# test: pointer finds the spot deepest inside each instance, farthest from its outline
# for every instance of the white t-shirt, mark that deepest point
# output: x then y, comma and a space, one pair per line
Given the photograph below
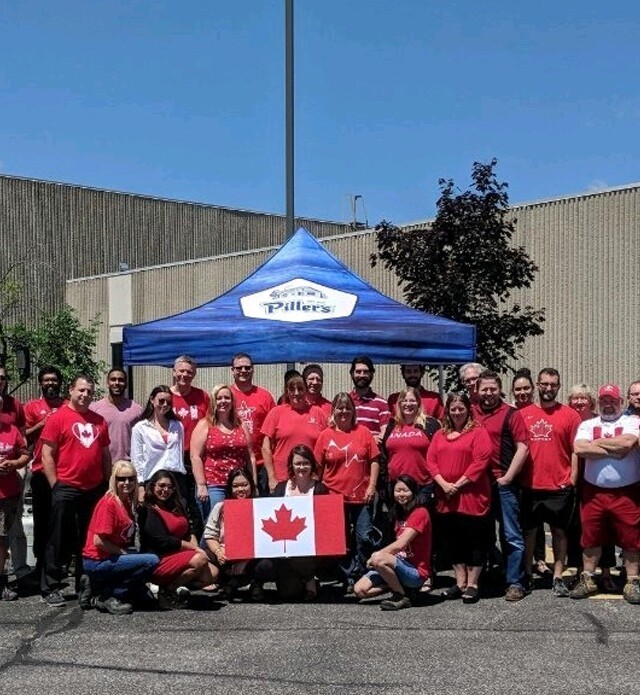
609, 472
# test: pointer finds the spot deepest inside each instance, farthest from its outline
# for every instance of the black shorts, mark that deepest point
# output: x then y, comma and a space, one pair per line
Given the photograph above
554, 507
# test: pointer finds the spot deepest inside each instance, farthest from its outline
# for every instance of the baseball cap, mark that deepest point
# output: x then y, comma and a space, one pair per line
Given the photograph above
612, 390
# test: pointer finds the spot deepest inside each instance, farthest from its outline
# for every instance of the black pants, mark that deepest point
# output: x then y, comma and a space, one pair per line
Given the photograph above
41, 502
71, 510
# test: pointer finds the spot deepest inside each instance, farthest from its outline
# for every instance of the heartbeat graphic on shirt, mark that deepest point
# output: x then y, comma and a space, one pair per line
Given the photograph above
347, 461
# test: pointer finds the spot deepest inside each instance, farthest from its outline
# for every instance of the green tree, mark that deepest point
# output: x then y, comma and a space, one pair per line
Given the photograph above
465, 267
61, 340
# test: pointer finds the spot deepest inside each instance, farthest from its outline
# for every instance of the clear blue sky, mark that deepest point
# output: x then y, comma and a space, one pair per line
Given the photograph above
186, 99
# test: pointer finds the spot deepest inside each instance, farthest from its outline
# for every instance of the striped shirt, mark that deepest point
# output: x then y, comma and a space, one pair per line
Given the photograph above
371, 411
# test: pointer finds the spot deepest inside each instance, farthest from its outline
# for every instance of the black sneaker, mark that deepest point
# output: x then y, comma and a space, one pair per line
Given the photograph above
395, 603
113, 606
54, 599
84, 593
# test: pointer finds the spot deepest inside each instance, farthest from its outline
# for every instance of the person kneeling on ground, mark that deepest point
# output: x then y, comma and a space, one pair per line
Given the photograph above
114, 574
403, 564
237, 573
164, 530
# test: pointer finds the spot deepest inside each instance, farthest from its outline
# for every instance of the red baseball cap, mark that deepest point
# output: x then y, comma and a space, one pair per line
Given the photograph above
612, 390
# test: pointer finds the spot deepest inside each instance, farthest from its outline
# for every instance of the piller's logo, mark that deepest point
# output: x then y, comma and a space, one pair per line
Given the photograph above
298, 301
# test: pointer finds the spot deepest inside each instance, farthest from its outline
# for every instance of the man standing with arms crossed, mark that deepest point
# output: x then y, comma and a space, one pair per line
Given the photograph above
252, 405
77, 465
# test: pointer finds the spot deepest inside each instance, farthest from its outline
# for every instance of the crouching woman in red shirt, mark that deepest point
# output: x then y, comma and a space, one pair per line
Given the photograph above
405, 563
116, 575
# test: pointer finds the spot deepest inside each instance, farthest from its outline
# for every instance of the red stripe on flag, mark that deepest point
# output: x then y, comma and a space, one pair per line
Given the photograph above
238, 529
328, 512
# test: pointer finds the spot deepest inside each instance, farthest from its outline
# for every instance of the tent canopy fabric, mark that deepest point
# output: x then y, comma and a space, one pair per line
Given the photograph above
301, 305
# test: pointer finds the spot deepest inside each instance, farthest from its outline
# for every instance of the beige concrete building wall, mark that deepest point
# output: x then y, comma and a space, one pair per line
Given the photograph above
586, 247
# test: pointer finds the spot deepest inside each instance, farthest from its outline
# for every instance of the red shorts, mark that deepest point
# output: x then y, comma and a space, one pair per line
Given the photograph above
610, 515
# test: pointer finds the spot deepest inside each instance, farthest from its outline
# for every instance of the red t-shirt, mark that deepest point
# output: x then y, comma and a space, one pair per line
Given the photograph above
252, 407
418, 552
189, 409
11, 441
36, 411
468, 455
407, 447
222, 453
80, 439
431, 403
551, 433
287, 428
113, 522
345, 459
506, 428
12, 412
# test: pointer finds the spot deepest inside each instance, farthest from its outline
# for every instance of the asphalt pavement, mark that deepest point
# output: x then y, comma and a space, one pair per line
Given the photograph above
541, 644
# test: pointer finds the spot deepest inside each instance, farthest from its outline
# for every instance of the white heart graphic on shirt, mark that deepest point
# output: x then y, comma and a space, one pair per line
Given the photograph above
85, 433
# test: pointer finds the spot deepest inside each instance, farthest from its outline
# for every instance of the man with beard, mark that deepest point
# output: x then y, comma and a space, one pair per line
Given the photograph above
120, 412
77, 464
610, 504
431, 401
372, 410
37, 412
550, 473
509, 452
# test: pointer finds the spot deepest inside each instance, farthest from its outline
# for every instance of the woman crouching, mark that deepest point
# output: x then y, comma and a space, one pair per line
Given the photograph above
405, 563
117, 574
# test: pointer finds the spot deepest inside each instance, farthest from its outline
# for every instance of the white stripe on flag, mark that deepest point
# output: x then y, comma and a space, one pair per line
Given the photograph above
291, 523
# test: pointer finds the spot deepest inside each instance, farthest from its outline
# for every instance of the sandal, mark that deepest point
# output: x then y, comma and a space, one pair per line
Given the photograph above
452, 593
470, 595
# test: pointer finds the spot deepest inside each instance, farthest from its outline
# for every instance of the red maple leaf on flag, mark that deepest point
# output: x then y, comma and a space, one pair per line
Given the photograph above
284, 528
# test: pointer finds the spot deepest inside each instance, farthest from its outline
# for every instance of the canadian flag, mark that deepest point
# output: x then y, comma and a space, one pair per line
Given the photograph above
284, 527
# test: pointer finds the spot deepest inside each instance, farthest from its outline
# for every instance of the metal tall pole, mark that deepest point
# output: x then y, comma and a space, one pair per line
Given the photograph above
290, 223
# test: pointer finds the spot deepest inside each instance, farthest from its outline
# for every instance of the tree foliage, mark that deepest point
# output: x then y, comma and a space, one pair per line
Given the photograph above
464, 267
61, 340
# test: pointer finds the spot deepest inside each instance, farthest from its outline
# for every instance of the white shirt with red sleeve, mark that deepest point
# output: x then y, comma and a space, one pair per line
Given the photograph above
610, 472
79, 439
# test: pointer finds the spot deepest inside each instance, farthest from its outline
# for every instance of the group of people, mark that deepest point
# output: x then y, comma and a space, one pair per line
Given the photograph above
419, 479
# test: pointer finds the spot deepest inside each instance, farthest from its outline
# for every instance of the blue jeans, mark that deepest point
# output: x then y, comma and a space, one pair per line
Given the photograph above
216, 494
360, 540
120, 574
507, 509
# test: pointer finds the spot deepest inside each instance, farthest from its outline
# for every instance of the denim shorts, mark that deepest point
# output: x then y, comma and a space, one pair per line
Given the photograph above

※ ※ ※

_Short exercise_. Copy out every line of the material above exactly, skipping the pictures.

_Exercise response_.
# test: pointer finds the spot deepest inside each instance, farthest from its outline
# for every instance of the white t-shirt, mark that deepest point
# output: x then y, comma and a space, one pair per line
Given the photograph below
609, 472
# test: pointer finds the spot deepest inside each instance, farthest from its outline
# for every instance of the black shorts, mark that deepest point
# output: x then y, comma and a space, one pair per line
Given the photograph above
554, 507
# test: pointer finds the spot deepest inside each instance, farthest from its outline
# for every instance of the baseball cap, mark that deepest point
# output: x then y, comma and a space, one pair per line
Given the photograph above
612, 390
# test: pointer finds the spot deepest inside each instance, farthest from its outline
# for every instance of the black pants, mark that deepest point
# output: x then y, comma and a space, one pair per line
Given the photograph above
41, 502
71, 510
# test: pointer finds the spot deepest inside each instance, farthest from its outline
# for every instance of the heartbeat graphic on shirt, mark that deepest point
# output: x then y, comma and a space, one pair per line
Given the photograph above
347, 461
# test: pointer finds the spot deepest inside each instance, farthest from its outline
# for every instance of the green tree, mark that deepest point
# output: x then y, comma and a space, one pair per line
Given the photograph above
465, 267
61, 340
# test: pointer finds the spot deepest inside each instance, farthest from its outline
# for every instance of the clear blue sky, mark that deepest point
# output: x then y, comma and a space, one pair per line
Given the photograph above
186, 99
# test: pointer finds the spot deepest inside each instance, farthest from its outline
# for every instance of the striped shirt, mark that deepest point
# output: x then y, comma and a space, one pair per line
Given the photograph above
371, 411
# test: pointer finds the spot deepest inside each instance, farthest from its outline
# for every instance of the black sneaker, mark that deepest point
# output: x then y, comma and a space, one pair per line
Given the photograph above
395, 603
113, 606
54, 599
84, 593
# test: pointer finds the spot deepest inside each instance, farthest from its outline
# for every instance of the person kneeling on ground, mark that deepest point
# output: x then y, comma and a space, one pair per line
Given the photograph above
114, 574
403, 564
237, 573
164, 530
# test: pointer finds the spot deepest inside each instance, farthest from its outline
# for every instance of the red baseball cap, mark that deepest point
# output: x then y, comma and a space, one pair per line
Given the photograph above
612, 390
# test: pointer finds the spot deepest inside each instance, farthest from its outline
# for every instance of the piller's logo, mark that deepest point
# output: x then y, comma and a space, one pair per line
Given the photograph above
298, 301
# test: pointer finds the spot deepest inside each instance, farthest from its outline
# for every instance of the man standing with arms crossed, mark that deepest point
# output: x then y, comma and a space, one pair per line
Given the photograph above
252, 405
77, 465
# test: pointer finds the spot deepest inside each instance, farthest from its outline
# for every instance of the crouching woman in red shirt, mark that deepest point
# output: x then y, comma and a space, one pair per line
Given the photograph above
405, 563
116, 575
# test: pointer finds the spot deepest inside each instance, farthest from its outline
# for every instance of the red stripe on flag, mark that deepest point
# output: x then y, comma and a space, one pair per line
Given the photograph above
238, 529
328, 512
# test: pointer finds the spot deepest inside each instance, farthest from its outline
# for every instance of the tent canopy fabric, mark that deepest point
# output: x then y, comma and a space, one pair per line
Given the photograph above
301, 305
# test: pointer finds the spot deepest inside each instance, farthest from its outline
# for every instance of the beige concrete building wall, mark that deepest point
# output: x then y, comma and a space, one pair per line
Given the photograph above
586, 247
# test: pointer finds the spot deepest inside each instance, farthest from its outline
# for every instance of the red shorts, mark that deepest point
# output: x then y, comma and a space, one pair per line
Given the photograph above
610, 515
# test: pointer finds the spot deepest inside each instance, farthest from its outline
# for every instance of the red t-shirt, mark that deepest point
# output: x then y, comma and a space, one pair per line
Given the photograph above
252, 407
418, 552
189, 409
11, 441
36, 411
468, 455
407, 447
222, 453
80, 439
431, 403
551, 433
287, 428
113, 522
345, 459
506, 428
12, 412
# test: pointer finds the spot deepest inside each instance, farthest from its outline
# for every instance of the asphalt pavement, mark that deepest point
# output: x then y, comma and a space, one pair per line
Given the photograph above
541, 644
# test: pointer finds the spot deepest inside each instance, farthest from its outline
# for every instance of the white heart graphic on shirt, mark that deepest point
# output: x then y, comma and a space, one pair per line
Given the photograph above
85, 433
# test: pointer finds the spot deepest inside each instance, farthest from its outline
# for every instance of the man with beard, mark that deepest point
# output: x then y, comma and a space, one pair per line
Given the photograph above
120, 412
77, 464
610, 504
431, 401
372, 410
37, 412
550, 473
509, 452
# test: pointer finds the spot deepest inside each instance, farthest from its outline
# for every instance of the woman crouching, mark that deepest point
# output: x then y, comma and a space, one pair per line
Given the photograph above
405, 563
117, 574
# test: pointer finds the spot deepest inside each instance, farthest from its outline
# for every instance of the white stripe on flag, mark that deepest point
# output: x then y, comma and a space, one pair per line
Given the photograph above
291, 523
# test: pointer finds the spot deepest inside each instance, farthest from its outline
# for every instance of the sandal, mark that deepest point
# output: x then y, comma and a space, one pair per line
Given the photograph above
452, 593
470, 595
# test: pointer finds the spot deepest inside each instance, farthest from its outline
# for every instance of the red maple leaf on flag, mark that deepest point
# output: x then y, comma and a space, one pair per line
Given the photograph above
284, 528
# test: pointer finds the spot deepest inside each instance, farthest from its outline
# for every instance of the canadian flag, mark that deepest point
# output: x then y, comma and a space, one pair per line
Given the photograph above
284, 527
# test: pointer finds the spot deepest inside each instance, farthest from its outline
# for every instance of the metal tall pole, mark that deepest point
# output: x then y, comma and a space, one pair per line
Given the photograph above
290, 223
# test: pointer finds the spot deepest inside each instance, farthest from its outline
# for every instance of the tree foliage, mark that deepest point
# output: x then y, comma and a space, one pair per line
Given the photograph above
464, 267
61, 340
# test: pointer finds the spot deepest inside each instance, farthest from its outline
# for every instance of the white shirt with red sleeve, mark that deepest point
# output: x then y, comma and a space, one pair per line
Given the photograph above
610, 472
79, 439
# test: pointer finds the spot deepest inside each instance, farthest from its outline
# for every instance of the group of people, mark that deepest point
# output: x then y, comma and a space, one pair per line
Given the photograph above
419, 479
# test: pointer finds the spot deepest inside each instance, farthest from its outline
# for every instance of the blue jeans, mark that deepest point
# output: x then y, comma and a space, one pair per line
Given the photograph above
216, 494
360, 540
120, 574
507, 509
# test: pointer finds the spot deepest inside each instance, farthest from its outline
# for every instance of the denim shorts, mark that deepest point
# output: x then y, comma and a space, one pair per line
Given the photograph above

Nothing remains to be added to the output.